__Instruction__. Which lines in the listing below contain the string "teapot"? Gather every such line and copy it in full, treating uppercase and lowercase as different.
begin
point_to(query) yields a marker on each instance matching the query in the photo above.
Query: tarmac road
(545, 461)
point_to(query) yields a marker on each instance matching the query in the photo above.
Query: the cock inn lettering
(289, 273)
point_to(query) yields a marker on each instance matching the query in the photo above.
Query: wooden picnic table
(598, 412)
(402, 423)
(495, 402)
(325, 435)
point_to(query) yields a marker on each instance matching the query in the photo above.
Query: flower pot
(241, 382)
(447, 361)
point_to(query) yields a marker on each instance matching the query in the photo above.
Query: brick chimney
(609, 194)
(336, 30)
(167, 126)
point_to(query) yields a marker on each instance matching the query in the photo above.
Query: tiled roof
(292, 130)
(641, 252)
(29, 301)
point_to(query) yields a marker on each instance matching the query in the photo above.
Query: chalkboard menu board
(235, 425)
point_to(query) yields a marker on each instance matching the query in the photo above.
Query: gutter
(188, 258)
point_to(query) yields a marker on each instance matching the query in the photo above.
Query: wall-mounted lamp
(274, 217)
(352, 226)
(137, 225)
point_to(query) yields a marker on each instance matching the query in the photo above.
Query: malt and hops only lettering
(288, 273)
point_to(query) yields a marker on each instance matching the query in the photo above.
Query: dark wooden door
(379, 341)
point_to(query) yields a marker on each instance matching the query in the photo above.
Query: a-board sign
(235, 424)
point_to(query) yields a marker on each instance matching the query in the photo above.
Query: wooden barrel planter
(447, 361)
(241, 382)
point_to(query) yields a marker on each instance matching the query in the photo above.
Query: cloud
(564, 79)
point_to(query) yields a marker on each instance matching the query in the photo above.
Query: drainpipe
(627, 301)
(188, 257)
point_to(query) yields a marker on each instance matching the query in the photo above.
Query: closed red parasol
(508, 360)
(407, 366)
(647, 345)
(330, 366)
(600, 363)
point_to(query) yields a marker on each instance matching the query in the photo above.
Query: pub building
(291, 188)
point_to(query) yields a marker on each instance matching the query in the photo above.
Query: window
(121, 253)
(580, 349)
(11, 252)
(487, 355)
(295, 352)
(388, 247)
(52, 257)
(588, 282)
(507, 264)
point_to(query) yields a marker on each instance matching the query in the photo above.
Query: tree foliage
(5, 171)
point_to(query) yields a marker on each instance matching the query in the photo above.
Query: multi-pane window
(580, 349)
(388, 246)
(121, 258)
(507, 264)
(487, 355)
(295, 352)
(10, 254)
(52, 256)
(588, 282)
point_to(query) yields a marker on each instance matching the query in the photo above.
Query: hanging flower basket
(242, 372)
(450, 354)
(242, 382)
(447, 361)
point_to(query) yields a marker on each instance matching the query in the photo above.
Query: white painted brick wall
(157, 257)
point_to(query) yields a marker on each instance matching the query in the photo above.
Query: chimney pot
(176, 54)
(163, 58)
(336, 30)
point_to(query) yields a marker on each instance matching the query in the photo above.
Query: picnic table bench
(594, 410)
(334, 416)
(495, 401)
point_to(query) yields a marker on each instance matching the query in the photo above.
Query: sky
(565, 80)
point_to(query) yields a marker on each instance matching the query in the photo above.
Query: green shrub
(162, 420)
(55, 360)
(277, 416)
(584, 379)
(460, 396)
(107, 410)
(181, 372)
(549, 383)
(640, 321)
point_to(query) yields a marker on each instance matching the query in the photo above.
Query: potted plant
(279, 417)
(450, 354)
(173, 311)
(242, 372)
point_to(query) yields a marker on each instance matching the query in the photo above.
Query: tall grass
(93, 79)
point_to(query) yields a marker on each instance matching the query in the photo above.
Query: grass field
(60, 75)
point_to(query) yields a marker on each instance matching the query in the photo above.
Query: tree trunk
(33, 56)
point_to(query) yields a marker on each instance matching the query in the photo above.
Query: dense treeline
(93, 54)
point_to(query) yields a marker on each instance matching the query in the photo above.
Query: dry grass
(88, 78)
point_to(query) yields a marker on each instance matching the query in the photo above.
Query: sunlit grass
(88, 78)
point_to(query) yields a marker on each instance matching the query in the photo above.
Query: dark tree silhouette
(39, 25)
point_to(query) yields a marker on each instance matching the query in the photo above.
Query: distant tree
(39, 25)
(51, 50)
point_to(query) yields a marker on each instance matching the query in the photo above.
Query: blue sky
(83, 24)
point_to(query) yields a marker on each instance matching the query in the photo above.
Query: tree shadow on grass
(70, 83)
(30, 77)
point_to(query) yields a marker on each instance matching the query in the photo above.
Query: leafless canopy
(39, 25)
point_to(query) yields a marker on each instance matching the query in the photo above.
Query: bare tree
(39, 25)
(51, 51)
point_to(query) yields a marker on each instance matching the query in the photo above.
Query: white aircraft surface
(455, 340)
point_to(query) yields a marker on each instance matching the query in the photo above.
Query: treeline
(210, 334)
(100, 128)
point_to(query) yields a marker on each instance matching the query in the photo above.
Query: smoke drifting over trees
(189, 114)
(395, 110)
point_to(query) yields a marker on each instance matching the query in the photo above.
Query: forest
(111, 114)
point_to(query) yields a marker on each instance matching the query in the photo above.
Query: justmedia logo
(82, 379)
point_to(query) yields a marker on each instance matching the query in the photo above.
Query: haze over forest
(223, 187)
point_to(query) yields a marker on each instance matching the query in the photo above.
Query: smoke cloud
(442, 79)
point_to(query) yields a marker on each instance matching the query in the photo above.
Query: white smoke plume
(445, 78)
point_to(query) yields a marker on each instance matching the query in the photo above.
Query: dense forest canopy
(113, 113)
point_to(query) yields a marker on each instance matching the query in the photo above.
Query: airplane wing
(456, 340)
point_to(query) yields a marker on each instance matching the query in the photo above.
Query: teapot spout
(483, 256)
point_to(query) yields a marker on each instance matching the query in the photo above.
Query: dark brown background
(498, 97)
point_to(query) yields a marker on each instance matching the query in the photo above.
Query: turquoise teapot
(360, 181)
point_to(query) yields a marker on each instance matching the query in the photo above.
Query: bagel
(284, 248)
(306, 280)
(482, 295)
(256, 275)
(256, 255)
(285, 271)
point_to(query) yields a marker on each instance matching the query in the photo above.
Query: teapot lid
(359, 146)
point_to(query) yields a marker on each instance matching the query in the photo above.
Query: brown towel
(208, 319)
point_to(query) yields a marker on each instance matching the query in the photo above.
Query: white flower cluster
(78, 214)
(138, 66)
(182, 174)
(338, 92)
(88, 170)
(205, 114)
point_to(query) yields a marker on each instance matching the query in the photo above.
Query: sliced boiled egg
end
__Answer for this exercise__.
Query: teapot spout
Query: turquoise teapot
Query: teapot lid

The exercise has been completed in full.